» Problem details
Every record should be written out exactly, please.

-- BEGIN Records --

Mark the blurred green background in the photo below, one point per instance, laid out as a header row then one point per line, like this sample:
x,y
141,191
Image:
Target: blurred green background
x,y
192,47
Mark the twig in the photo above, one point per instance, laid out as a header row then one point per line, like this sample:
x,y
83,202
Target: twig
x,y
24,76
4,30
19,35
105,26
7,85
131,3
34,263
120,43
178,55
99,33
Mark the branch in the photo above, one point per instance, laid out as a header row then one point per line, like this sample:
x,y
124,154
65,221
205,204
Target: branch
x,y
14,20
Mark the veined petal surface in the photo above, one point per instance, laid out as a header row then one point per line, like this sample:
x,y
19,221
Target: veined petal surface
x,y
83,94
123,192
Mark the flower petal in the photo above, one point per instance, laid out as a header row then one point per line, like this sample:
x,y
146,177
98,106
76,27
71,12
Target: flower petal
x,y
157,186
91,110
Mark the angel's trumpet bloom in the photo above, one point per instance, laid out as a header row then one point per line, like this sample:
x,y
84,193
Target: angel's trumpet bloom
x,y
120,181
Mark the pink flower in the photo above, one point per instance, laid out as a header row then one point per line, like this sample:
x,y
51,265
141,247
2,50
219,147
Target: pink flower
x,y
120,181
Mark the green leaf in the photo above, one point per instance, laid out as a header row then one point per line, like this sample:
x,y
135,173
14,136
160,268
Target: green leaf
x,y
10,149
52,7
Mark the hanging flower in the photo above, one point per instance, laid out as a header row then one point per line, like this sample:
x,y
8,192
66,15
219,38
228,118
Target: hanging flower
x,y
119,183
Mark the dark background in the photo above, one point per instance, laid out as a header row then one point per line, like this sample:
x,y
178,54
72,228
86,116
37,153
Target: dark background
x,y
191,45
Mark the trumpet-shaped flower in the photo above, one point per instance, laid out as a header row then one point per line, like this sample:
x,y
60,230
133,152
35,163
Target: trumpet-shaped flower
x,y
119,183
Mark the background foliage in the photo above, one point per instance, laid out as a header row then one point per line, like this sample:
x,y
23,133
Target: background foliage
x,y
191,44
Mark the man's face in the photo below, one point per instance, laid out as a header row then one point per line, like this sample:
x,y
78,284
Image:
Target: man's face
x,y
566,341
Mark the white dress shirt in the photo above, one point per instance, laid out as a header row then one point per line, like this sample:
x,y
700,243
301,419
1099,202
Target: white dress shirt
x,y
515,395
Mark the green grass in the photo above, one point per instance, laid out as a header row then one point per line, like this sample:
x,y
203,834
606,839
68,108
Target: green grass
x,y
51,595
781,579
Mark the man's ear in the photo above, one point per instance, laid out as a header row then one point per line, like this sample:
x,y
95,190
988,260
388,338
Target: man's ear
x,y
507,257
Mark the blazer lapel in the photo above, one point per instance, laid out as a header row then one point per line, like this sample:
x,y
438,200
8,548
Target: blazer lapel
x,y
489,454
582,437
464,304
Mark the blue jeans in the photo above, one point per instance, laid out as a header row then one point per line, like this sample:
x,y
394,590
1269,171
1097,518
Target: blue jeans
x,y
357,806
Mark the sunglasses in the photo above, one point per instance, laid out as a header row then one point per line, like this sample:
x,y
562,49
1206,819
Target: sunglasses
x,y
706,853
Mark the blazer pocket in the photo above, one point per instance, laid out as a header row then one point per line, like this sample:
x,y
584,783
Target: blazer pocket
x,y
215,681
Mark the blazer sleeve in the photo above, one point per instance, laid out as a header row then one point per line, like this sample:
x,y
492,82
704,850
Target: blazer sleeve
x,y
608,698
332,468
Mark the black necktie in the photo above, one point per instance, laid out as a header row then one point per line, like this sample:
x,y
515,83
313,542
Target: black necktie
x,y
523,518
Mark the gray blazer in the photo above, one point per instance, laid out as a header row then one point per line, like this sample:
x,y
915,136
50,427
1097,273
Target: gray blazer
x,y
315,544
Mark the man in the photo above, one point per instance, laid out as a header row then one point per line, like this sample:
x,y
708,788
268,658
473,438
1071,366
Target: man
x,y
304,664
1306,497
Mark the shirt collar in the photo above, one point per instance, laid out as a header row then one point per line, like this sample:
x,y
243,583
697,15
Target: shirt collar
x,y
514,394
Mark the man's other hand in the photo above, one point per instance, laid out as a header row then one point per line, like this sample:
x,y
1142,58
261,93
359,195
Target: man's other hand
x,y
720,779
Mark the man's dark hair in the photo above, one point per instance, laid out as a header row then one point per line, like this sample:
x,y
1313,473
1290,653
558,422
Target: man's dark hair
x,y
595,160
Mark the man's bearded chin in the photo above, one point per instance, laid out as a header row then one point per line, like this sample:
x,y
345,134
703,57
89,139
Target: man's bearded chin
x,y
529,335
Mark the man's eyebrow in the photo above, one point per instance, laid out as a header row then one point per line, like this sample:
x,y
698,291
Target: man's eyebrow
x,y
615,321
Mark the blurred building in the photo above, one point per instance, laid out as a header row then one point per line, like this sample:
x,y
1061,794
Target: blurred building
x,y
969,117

-- END Records --

» Answer for the task
Mark the blurred green background in the photo below, one point per instance, laid out as a header row then one point per line, like this sample:
x,y
141,191
Image:
Target: blurred green background
x,y
192,47
Mark the twig in the photo above, one point per instance, laid out as a header row then one point per line, like this sample:
x,y
83,202
Target: twig
x,y
24,76
4,30
19,35
105,26
7,85
131,3
34,263
120,43
178,55
99,33
Mark the branch in the photo above, one point per instance, laid out as a header row then one point per line, like this sample:
x,y
124,154
65,221
205,204
Target: branch
x,y
14,20
Mark the veined petal surface in the photo above, one point per instance, laid out as a header row then one point per line, like this sample:
x,y
19,221
Target: veined petal surface
x,y
83,94
123,192
Mark the flower petal in the photo above, one point per instance, laid out as a header row then one point per line, like this sample:
x,y
146,177
98,106
76,27
71,12
Target: flower petal
x,y
157,186
91,110
Mark the angel's trumpet bloom in the photo above, one point per instance, laid out as a header row then one point per line, like this sample:
x,y
84,193
Target: angel's trumpet bloom
x,y
120,181
Mark the pink flower in the photo above, one point per instance, laid out as a header row then one point per line, like this sample:
x,y
51,265
141,247
2,50
219,147
Target: pink flower
x,y
120,181
Mark the green leaf in the photo above, one point per instance, laid out as a header row then one point per line, like this sample:
x,y
135,173
14,136
160,268
Target: green leaf
x,y
10,149
52,7
Mark the hanging flower in the photo above, one point per instance, laid out as a header row then one point per line, like this sample:
x,y
8,192
66,15
219,38
228,118
Target: hanging flower
x,y
119,183
Mark the dark background in the photo above, one point per instance, laid out as a header row then one point per line, like this sample:
x,y
178,54
72,228
86,116
37,153
Target: dark background
x,y
191,45
Mark the trumpet-shaped flower in the photo above, one point per instance, laid out as a header row then one point per line, like this sample:
x,y
60,230
133,152
35,163
Target: trumpet-shaped flower
x,y
119,183
Mark the background foliage in the photo above, one point per instance, laid out as a header row then one point per line, like this sample:
x,y
23,133
Target: background foliage
x,y
191,44
Mark the man's face in the photo below, one point per instance, laid out as a header row then one point per line, like this sample:
x,y
78,284
Image:
Target: man's face
x,y
566,341
Mark the white dress shirt in the photo above, one point per instance, laid out as a header row then one point per line, like this sample:
x,y
700,243
301,419
1099,202
Target: white dress shirt
x,y
515,395
Mark the green grass in the photo above, one point per instance, laid out as a header row then one point per line, like this sample:
x,y
203,834
606,839
68,108
Target: green grass
x,y
51,595
781,579
Mark the man's ear in the photo above, one point per instance, laid out as a header row then one point per line, like this sample:
x,y
95,190
988,260
388,338
Target: man's ear
x,y
507,257
Mark the blazer lapel in the photo above, one point per instance, laid out as a header row then one point per line, like this sample:
x,y
438,200
8,548
Target: blazer lapel
x,y
489,454
582,437
464,304
Mark the blue jeans in the photo above, one point per instance, laid out as a header row then one point per line, like this sample:
x,y
394,590
1269,171
1097,518
Target: blue jeans
x,y
357,806
Mark the sunglasses in the photo above, one point per instance, laid out as a header row then one point per line, like this sample:
x,y
562,49
1206,819
Target: sunglasses
x,y
706,853
Mark the blazer pocket in the photo above, one point per instance, laid out as a header row then one point per line, like this sample:
x,y
584,783
Target: blazer pocket
x,y
215,681
Mark the blazer sleeve in the photo above, one point per instance, laid out as a header row then one point per line, like this sample:
x,y
492,82
704,850
Target: blazer sleeve
x,y
608,698
332,468
Mark the black necktie in the photo above, one point per instance, laid out as a header row then one point per line, like this sample:
x,y
515,83
313,542
Target: black necktie
x,y
523,518
Mark the gray blazer in the photo above, one point per instance, laid out as a header row then one point per line, like this sample:
x,y
915,136
50,427
1097,273
Target: gray blazer
x,y
315,544
Mark the man in the photo above, one point per instance, laid out as a header row then one point per line, like this sample:
x,y
708,788
268,658
473,438
1071,366
Target: man
x,y
304,664
1306,497
Mark the shirt collar in the photo above, one point per instance, laid out as a header row then one point per line, like this sample:
x,y
243,583
697,15
Target: shirt collar
x,y
514,394
Mark the man's other hand in the photo above, one point per instance, laid out as a header row then one point per line, like this sample:
x,y
1142,58
261,93
359,195
Target: man's other hand
x,y
720,779
Mark the man's dark hair in the photo above, one point per instance, laid out as a header row then one point per line, like this sample:
x,y
1313,473
1290,653
558,422
Target: man's dark hair
x,y
595,160
Mark the man's bearded chin in the photo above, one point per instance, laid out as a header row then one point per line, like this sample:
x,y
345,134
703,57
89,139
Target: man's bearded chin
x,y
529,335
Mark the man's eyebrow in the photo above, one point per instance, laid out as a header row then one point per line, like this sample:
x,y
698,291
Target: man's eyebrow
x,y
615,321
Mark the blurred building in the photo above, one point per instance, laid out as a header row then one point per line, like this sample:
x,y
1061,794
Target: blurred building
x,y
969,117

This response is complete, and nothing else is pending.